- _YOUR INSTRUCTIONS_
Return each line in the items below that contains the string "cabana", matching case exactly.
— BEGIN —
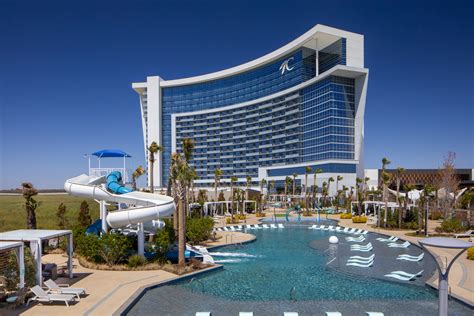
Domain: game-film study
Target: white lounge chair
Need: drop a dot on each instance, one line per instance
(411, 258)
(406, 244)
(360, 265)
(466, 234)
(64, 289)
(363, 258)
(43, 297)
(391, 239)
(356, 239)
(403, 276)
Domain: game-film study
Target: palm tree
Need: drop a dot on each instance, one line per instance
(294, 183)
(307, 170)
(28, 191)
(315, 187)
(217, 179)
(385, 162)
(137, 174)
(154, 148)
(398, 174)
(263, 183)
(338, 178)
(386, 178)
(359, 195)
(331, 179)
(249, 184)
(233, 180)
(179, 173)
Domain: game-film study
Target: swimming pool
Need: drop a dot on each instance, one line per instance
(296, 269)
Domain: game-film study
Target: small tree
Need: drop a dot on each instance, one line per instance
(84, 218)
(28, 191)
(113, 248)
(137, 174)
(61, 214)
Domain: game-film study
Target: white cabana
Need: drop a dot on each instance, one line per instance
(35, 238)
(20, 257)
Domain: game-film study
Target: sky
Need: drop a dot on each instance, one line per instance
(66, 70)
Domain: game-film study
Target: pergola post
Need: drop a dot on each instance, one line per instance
(444, 243)
(20, 254)
(141, 240)
(70, 250)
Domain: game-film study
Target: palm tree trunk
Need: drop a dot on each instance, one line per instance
(152, 184)
(181, 234)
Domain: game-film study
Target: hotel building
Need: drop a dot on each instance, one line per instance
(300, 105)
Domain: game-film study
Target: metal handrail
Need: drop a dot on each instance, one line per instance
(293, 294)
(199, 281)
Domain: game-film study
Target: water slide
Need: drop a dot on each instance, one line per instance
(144, 207)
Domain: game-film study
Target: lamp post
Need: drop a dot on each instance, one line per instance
(444, 243)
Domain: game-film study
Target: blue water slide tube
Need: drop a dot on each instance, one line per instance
(113, 183)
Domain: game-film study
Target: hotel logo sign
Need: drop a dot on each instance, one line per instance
(285, 66)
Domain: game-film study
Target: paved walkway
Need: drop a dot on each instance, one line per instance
(107, 290)
(461, 277)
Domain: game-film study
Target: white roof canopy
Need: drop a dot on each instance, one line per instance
(33, 234)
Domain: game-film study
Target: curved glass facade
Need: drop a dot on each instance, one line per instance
(311, 124)
(253, 124)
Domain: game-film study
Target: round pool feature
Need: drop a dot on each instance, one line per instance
(333, 240)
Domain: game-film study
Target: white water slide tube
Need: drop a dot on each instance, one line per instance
(143, 207)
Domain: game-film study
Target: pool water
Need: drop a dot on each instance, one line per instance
(279, 260)
(296, 269)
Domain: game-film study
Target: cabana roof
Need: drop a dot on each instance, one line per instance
(33, 234)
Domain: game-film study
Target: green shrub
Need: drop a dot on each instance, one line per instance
(411, 225)
(229, 220)
(113, 248)
(451, 225)
(470, 253)
(87, 246)
(164, 238)
(199, 229)
(359, 219)
(136, 261)
(11, 273)
(435, 215)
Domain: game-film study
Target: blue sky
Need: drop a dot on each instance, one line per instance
(66, 72)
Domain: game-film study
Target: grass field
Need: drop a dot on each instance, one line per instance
(13, 214)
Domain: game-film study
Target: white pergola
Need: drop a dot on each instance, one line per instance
(20, 257)
(35, 238)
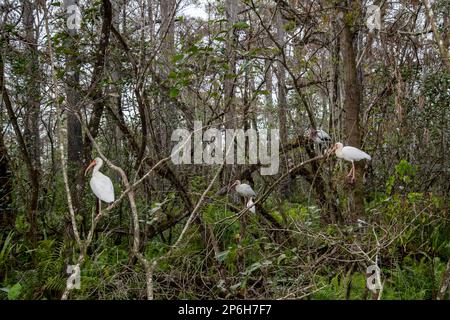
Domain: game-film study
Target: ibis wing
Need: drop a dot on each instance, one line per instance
(102, 187)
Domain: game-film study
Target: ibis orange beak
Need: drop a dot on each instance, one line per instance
(331, 151)
(93, 163)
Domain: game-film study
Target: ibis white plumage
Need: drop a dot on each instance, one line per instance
(100, 184)
(251, 205)
(245, 191)
(350, 154)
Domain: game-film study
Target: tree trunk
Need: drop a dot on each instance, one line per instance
(8, 217)
(74, 132)
(352, 99)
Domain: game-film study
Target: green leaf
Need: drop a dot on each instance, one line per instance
(177, 57)
(14, 291)
(174, 92)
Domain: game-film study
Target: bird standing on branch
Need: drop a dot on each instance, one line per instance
(351, 154)
(100, 184)
(245, 191)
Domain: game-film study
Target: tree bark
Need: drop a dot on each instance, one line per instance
(352, 97)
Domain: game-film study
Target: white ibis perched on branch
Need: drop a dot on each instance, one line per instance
(319, 136)
(245, 191)
(251, 205)
(351, 154)
(100, 184)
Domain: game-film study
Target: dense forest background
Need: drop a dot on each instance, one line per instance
(118, 84)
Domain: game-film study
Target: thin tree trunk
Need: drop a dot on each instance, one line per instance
(352, 99)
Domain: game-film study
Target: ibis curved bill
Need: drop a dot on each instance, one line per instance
(350, 154)
(100, 184)
(245, 191)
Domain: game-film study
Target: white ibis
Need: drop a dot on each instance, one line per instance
(319, 136)
(244, 190)
(251, 205)
(351, 154)
(100, 184)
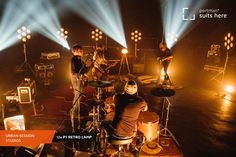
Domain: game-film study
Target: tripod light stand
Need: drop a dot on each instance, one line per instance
(124, 60)
(165, 131)
(24, 35)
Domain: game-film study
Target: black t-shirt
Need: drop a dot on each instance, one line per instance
(127, 109)
(78, 66)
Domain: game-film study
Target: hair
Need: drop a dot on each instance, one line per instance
(129, 84)
(76, 47)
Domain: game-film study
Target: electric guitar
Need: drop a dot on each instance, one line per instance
(103, 69)
(164, 59)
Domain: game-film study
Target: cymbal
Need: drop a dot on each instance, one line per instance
(162, 92)
(100, 83)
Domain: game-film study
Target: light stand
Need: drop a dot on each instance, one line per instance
(25, 65)
(165, 131)
(124, 60)
(24, 35)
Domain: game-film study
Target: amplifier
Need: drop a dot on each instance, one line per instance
(26, 91)
(45, 73)
(50, 56)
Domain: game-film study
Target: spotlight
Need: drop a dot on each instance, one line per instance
(171, 39)
(124, 60)
(229, 92)
(136, 36)
(14, 123)
(124, 51)
(229, 89)
(62, 34)
(96, 35)
(23, 33)
(228, 41)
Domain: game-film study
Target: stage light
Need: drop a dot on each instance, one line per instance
(229, 41)
(62, 35)
(229, 89)
(24, 33)
(14, 123)
(104, 14)
(124, 60)
(124, 51)
(96, 35)
(39, 15)
(184, 17)
(136, 36)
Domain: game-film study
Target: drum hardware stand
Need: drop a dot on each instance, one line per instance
(124, 60)
(165, 131)
(35, 110)
(76, 105)
(95, 125)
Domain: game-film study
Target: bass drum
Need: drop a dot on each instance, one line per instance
(148, 125)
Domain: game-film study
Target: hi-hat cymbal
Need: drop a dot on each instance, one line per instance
(162, 92)
(100, 83)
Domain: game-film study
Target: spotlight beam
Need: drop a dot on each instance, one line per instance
(103, 14)
(178, 25)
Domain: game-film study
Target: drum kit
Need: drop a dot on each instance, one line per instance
(148, 122)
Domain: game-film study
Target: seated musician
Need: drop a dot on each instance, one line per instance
(100, 64)
(165, 58)
(128, 106)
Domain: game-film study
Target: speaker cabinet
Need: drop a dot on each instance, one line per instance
(26, 91)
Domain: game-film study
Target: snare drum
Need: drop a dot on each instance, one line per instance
(148, 125)
(109, 104)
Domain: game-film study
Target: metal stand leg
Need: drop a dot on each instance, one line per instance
(35, 110)
(165, 131)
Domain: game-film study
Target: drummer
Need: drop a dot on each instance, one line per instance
(128, 106)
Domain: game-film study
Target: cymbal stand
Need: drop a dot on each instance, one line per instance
(95, 125)
(75, 105)
(165, 131)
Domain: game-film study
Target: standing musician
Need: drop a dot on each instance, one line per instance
(128, 106)
(100, 64)
(164, 57)
(78, 73)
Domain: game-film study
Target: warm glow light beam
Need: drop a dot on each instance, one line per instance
(12, 18)
(178, 16)
(46, 22)
(104, 14)
(39, 16)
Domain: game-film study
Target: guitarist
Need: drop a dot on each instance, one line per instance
(165, 58)
(78, 72)
(100, 64)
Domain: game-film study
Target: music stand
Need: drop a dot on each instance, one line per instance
(165, 93)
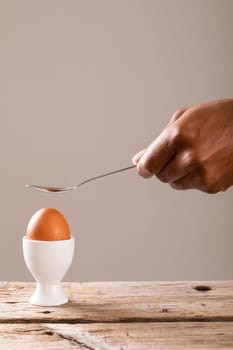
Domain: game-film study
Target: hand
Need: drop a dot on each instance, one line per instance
(195, 150)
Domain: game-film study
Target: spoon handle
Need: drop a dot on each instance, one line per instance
(106, 174)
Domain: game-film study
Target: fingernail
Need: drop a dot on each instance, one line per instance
(135, 159)
(142, 170)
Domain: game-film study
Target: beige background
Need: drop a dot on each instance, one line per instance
(83, 86)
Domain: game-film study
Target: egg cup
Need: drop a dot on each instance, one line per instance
(48, 262)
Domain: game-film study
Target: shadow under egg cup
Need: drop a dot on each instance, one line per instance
(48, 262)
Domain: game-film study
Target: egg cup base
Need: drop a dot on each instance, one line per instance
(48, 295)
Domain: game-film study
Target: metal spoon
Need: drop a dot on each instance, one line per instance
(52, 189)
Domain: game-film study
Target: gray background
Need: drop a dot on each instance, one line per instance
(83, 86)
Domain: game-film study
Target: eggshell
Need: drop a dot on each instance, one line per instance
(48, 224)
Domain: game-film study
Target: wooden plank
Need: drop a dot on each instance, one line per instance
(122, 302)
(119, 336)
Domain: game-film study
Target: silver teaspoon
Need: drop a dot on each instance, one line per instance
(52, 189)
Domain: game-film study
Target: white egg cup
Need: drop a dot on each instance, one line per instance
(48, 262)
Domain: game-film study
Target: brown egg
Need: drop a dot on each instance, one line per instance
(48, 224)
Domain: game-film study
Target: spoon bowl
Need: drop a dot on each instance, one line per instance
(55, 189)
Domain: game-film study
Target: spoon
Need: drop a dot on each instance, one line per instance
(52, 189)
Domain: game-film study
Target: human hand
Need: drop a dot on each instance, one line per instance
(195, 150)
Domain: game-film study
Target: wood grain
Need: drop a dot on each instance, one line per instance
(122, 302)
(120, 316)
(119, 336)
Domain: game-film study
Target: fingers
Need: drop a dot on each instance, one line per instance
(156, 156)
(178, 167)
(177, 115)
(152, 160)
(137, 157)
(187, 182)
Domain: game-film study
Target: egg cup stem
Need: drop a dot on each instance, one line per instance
(48, 295)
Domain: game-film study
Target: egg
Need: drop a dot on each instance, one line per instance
(48, 224)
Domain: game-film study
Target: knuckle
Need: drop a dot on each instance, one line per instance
(176, 135)
(212, 189)
(163, 177)
(178, 113)
(191, 159)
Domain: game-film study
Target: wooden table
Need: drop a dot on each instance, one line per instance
(120, 315)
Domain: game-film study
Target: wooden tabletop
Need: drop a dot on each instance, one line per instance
(120, 316)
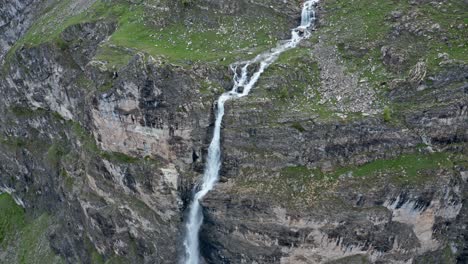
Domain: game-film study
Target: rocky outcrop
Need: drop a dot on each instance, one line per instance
(315, 169)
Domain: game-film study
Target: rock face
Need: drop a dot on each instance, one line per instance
(349, 150)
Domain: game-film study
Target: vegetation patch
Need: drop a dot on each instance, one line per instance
(11, 218)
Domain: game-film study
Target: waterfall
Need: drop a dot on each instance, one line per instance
(243, 83)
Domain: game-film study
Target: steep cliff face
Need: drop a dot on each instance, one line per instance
(351, 149)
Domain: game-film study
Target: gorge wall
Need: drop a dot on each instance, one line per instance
(352, 148)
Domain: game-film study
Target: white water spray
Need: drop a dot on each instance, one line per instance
(243, 83)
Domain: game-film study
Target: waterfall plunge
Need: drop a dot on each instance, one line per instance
(213, 162)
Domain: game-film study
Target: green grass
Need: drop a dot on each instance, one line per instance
(27, 236)
(387, 114)
(360, 28)
(221, 42)
(11, 218)
(300, 185)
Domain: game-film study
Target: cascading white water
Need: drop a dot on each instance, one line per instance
(243, 83)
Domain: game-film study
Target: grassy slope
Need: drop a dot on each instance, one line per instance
(28, 237)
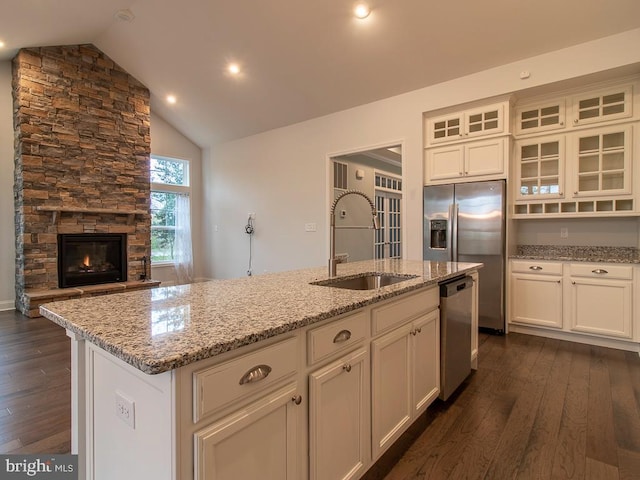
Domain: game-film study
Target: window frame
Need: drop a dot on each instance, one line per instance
(161, 187)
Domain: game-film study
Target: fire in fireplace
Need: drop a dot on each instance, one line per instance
(91, 259)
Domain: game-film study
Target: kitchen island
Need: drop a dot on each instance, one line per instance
(170, 382)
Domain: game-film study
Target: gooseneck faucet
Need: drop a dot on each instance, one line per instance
(333, 261)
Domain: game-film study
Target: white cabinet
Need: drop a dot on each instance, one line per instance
(601, 299)
(338, 433)
(536, 293)
(257, 441)
(405, 377)
(478, 159)
(549, 115)
(540, 168)
(570, 300)
(602, 105)
(486, 120)
(602, 161)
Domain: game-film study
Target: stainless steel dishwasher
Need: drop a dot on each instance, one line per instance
(455, 334)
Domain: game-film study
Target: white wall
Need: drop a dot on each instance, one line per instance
(166, 141)
(282, 175)
(7, 229)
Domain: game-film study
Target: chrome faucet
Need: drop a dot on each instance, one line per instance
(333, 260)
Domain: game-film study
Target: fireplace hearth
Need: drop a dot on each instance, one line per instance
(91, 259)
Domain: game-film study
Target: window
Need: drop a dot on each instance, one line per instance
(169, 193)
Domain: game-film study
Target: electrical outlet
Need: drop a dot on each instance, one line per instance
(125, 410)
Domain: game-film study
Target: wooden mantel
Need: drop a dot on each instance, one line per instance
(56, 211)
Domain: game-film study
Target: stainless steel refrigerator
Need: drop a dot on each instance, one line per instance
(465, 222)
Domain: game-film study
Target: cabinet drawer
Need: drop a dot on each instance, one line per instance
(220, 385)
(594, 270)
(398, 312)
(535, 267)
(329, 339)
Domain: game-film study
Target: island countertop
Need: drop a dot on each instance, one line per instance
(165, 328)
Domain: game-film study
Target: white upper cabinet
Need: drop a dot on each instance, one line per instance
(603, 161)
(540, 168)
(540, 118)
(602, 106)
(466, 124)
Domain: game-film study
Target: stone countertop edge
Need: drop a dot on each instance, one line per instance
(164, 328)
(622, 255)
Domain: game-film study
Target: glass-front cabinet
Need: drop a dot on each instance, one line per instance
(602, 106)
(603, 161)
(540, 118)
(540, 168)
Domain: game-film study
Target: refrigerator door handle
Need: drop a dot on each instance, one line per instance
(453, 215)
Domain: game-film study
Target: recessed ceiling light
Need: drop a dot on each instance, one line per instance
(362, 10)
(124, 15)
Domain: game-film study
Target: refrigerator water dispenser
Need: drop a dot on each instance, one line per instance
(438, 233)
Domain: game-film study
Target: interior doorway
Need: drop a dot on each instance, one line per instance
(378, 174)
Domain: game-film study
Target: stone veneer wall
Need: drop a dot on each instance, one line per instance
(82, 140)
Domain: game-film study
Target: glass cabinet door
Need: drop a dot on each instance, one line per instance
(540, 168)
(603, 162)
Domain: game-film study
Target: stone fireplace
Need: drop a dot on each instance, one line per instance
(82, 147)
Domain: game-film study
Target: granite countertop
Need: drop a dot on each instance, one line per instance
(165, 328)
(578, 253)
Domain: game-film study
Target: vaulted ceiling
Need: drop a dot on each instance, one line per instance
(302, 59)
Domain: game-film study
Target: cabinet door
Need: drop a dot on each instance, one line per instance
(536, 300)
(603, 162)
(425, 347)
(539, 118)
(484, 157)
(540, 168)
(601, 106)
(338, 437)
(258, 441)
(391, 387)
(445, 163)
(484, 121)
(445, 128)
(601, 307)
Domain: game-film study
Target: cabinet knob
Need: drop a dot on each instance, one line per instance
(342, 336)
(257, 373)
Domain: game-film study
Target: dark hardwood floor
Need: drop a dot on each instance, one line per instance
(35, 386)
(536, 408)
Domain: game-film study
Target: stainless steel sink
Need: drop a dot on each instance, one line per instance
(370, 281)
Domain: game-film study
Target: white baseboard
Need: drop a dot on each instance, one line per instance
(7, 305)
(628, 345)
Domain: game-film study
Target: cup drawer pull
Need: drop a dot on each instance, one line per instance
(256, 374)
(342, 336)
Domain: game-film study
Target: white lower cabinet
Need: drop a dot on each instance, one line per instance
(405, 377)
(258, 441)
(601, 299)
(536, 294)
(595, 299)
(338, 411)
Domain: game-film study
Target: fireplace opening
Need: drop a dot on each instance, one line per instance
(91, 259)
— END —
- _ANSWER TO THIS PROBLEM_
Target: white cabana
Target: cabana roof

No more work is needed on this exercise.